• _RECORDS TO USE_:
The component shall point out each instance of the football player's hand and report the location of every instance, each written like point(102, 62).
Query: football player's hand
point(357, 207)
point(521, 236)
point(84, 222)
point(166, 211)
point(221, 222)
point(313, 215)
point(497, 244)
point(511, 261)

• _AIM_:
Please restate the records in full, word for word.

• _ANSWER TO THE TASK_:
The component shall point out each instance of the football player's hand and report the location of every instance, each written like point(102, 62).
Query: football player's hand
point(357, 207)
point(521, 236)
point(84, 222)
point(166, 211)
point(221, 222)
point(313, 215)
point(497, 244)
point(511, 261)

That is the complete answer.